Passage given:

After just getting mine and all of my friends telling me "print me a _____!!!", I can't tell you how many times I have had to explain how hard printers are to get perfected, and that they aren't just press and play. -_-
Haha- Yeah- I have my friends wanting me to print them stuff for their car's..... It's not that easy AND they want me to design the part..... That takes the most time. Half the things I make around the house, my wife either loves (Razor holders in the shower), or hates (Frother holder that attaches to the Keurig)... The kid loves I can print him stuff for his Legos (one off parts).
I have the Makerbot Replicator 2X- It's the ABS model. From what I have been told and read, ABS is a little more finicky to work with, but melting point is much higher on ABS than PLA (this is good for race cars depending on what you are making). Its also stronger. I think that is important for what I am making. The build plate is kept at 120-130 degree Celsius, then the nozzles are at 230-240 degree Celsius (~464 degrees F).
A good source on the pro's/ cons of PLA and ABS:
http://www.absplastic.eu/pla-vs-abs-plastic-pros-cons/
The other cool thing is anything I make can be made out of aluminum. I can use the same design file and send it to a CNC shop. So I can prototype in ABS make sure it fits, then can send to a CNC shop (eMachineshop.com). Its pricey, so it pays to be making alot of parts to sell. I have a local guy now.
Either way, PLA or ABS you are going to love it.
Thanks- Chad
818R-SOLD!!!- Go Karted 7/20/14/ Officially raced NASA ST2- 2/28/15
2016 Elan NP01 Prototype Racecar Chassis #20
1969 Porsche 911ST Vintage Race Car
1972 Porsche 911T (#'s matching undergoing nut & bolt resto in my garage)

Instruction a: Output the entries below as a numbered list, omitting any blank lines.

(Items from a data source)
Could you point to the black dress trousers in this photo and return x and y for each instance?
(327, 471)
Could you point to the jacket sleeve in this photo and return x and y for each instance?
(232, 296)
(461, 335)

Instruction b:
Answer these questions from the forum post, putting each on its own line:
(i) Which item made around the house does the wife love?
(ii) At what temperature is the build plate kept?
(iii) Which website is named for sending a design file to a CNC shop?

Full output a:
1. Could you point to the black dress trousers in this photo and return x and y for each instance?
2. (327, 471)
3. Could you point to the jacket sleeve in this photo and return x and y for each instance?
4. (232, 296)
5. (461, 335)

Full output b:
(i) Razor holders in the shower
(ii) 120-130 degrees Celsius
(iii) eMachineshop.com